*To do*:
Reproduce the lines of the listing below verbatim, starting with the line containing "Practice. Place a point on every instance of the dark" and continuing through the end of the listing, both ends included.

*Given records*:
##########
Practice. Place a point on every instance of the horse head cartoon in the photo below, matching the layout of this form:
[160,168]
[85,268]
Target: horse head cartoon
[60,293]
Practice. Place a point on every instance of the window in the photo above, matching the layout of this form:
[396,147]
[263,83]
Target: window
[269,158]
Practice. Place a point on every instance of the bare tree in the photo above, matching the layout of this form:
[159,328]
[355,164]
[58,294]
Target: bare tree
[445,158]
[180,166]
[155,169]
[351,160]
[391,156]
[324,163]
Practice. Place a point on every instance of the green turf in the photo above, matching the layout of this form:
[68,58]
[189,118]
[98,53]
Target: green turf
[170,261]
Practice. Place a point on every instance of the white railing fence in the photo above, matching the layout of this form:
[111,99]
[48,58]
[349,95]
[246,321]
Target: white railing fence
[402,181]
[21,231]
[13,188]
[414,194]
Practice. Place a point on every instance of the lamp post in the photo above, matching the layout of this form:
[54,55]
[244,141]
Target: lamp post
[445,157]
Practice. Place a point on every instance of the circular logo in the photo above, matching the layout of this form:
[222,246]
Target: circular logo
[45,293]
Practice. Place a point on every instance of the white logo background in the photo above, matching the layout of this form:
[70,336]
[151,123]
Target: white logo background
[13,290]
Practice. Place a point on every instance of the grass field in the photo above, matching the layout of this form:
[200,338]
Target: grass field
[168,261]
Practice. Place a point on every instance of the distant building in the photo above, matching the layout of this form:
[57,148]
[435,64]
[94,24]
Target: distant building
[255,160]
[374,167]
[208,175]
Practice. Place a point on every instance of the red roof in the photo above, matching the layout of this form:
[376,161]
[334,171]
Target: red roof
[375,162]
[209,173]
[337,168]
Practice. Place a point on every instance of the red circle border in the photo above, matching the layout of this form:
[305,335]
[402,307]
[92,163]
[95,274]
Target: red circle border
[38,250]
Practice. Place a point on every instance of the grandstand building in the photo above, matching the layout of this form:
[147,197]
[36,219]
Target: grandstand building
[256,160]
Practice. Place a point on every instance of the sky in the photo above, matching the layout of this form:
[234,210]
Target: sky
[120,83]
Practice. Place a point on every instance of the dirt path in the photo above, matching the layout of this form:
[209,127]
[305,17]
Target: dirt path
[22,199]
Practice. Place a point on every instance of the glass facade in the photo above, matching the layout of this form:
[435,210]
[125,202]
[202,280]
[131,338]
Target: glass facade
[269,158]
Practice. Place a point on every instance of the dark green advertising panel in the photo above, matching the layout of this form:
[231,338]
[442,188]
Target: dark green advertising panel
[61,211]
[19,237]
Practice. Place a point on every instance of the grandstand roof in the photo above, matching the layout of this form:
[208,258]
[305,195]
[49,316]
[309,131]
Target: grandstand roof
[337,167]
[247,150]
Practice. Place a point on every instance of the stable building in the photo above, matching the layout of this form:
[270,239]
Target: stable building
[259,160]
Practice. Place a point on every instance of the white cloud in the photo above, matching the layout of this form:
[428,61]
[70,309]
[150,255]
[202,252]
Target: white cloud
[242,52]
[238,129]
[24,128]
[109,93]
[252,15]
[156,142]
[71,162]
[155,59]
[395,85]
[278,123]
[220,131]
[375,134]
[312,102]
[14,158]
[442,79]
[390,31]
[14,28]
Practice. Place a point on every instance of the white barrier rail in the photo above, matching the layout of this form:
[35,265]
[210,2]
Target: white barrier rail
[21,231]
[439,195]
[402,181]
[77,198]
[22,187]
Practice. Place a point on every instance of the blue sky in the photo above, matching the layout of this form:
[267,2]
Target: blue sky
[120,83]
##########
*Task answer*:
Practice. Place a point on every instance of the dark green advertising panel in the photo above, matching the layout of this form:
[231,338]
[442,188]
Target: dark green advertising panel
[61,211]
[19,237]
Practice. Place a point on every instance of the grandstand roof in the photo above, matching the layout of this form:
[208,258]
[305,195]
[49,316]
[309,131]
Target: grandstand roof
[337,167]
[247,150]
Practice. Place a point on every instance of the stable building in the photo above, matching the layout of this form:
[270,239]
Target: stable building
[259,160]
Practice. Place a point on every instance of the white cloud in the photo above, matching the layout of this form:
[428,61]
[70,309]
[150,255]
[202,252]
Target: white cloud
[242,52]
[238,129]
[24,128]
[109,93]
[252,15]
[156,142]
[71,162]
[155,59]
[395,85]
[278,123]
[220,131]
[375,134]
[312,102]
[14,158]
[442,79]
[390,31]
[14,28]
Practice. Place a point on every instance of the white barrier rail in the photo above, matching the layout of this form:
[35,265]
[210,2]
Target: white barrier rail
[21,231]
[439,195]
[402,181]
[77,198]
[22,187]
Practice. Place a point on every instance of the blue sky in the photo above, matching the layout of this form:
[267,2]
Target: blue sky
[120,83]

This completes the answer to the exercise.